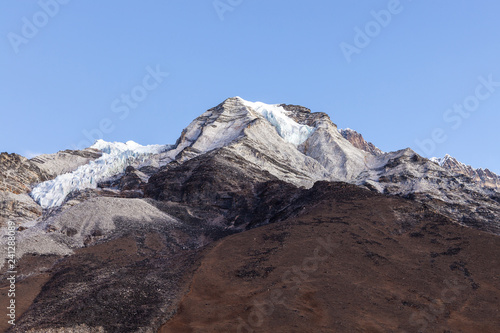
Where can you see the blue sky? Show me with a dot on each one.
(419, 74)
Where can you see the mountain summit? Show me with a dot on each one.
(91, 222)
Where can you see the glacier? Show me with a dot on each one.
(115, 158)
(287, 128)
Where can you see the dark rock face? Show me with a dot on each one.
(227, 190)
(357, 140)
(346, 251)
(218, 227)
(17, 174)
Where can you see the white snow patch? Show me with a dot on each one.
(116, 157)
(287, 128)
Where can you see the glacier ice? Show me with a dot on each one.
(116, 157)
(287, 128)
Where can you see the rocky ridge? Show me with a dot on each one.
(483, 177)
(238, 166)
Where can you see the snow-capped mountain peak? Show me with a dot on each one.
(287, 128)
* * *
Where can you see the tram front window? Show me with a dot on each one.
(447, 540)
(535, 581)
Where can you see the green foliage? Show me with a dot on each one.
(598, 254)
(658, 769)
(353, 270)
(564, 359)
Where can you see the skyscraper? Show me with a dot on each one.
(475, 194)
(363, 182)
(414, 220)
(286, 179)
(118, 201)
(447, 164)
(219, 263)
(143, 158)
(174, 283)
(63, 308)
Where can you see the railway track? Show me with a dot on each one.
...
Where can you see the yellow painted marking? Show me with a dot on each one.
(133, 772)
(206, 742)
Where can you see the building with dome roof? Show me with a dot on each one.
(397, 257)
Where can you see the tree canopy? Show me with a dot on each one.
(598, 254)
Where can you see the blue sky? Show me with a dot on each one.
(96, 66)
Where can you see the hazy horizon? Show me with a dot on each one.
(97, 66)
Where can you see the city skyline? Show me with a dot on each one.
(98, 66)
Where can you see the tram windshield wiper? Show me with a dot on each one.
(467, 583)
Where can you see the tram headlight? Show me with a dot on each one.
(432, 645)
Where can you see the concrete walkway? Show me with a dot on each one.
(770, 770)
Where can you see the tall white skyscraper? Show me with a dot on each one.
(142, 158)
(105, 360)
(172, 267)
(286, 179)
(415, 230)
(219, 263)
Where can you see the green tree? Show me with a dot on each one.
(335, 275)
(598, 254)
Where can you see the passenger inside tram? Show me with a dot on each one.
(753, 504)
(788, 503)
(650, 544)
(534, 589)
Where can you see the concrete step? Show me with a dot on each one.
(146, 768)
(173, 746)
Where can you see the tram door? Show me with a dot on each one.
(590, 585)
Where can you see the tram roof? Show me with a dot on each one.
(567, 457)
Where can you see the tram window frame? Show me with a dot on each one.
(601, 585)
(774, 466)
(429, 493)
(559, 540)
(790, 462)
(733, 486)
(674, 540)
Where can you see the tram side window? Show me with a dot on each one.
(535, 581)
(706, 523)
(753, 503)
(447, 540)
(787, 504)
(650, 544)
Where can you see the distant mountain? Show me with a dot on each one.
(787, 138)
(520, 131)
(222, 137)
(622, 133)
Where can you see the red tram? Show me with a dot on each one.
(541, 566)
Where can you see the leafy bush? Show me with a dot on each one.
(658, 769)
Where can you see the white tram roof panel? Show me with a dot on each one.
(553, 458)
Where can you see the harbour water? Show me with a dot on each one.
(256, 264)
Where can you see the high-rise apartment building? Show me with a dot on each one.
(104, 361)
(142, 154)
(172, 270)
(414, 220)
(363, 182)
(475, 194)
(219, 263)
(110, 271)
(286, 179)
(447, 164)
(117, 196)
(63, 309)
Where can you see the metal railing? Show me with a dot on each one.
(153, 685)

**Work to complete:** Copy the stretch of records from the line containing "Where can you see the tram front" through the line containing "Where can you see the railway", changing "skyscraper" to "office tower" and leaving everything else the same.

**Answer to this problem:**
Where can you see the tram front window? Show me with a dot on each one.
(447, 540)
(535, 581)
Where can you see the green foliage? Show me with a dot on each one.
(598, 254)
(658, 769)
(353, 270)
(564, 359)
Where can you see the office tower? Show me with a dot on each one.
(475, 194)
(363, 182)
(414, 220)
(286, 179)
(118, 201)
(447, 164)
(219, 263)
(143, 158)
(174, 283)
(63, 308)
Where can you see the railway track? Show me with a dot on each one.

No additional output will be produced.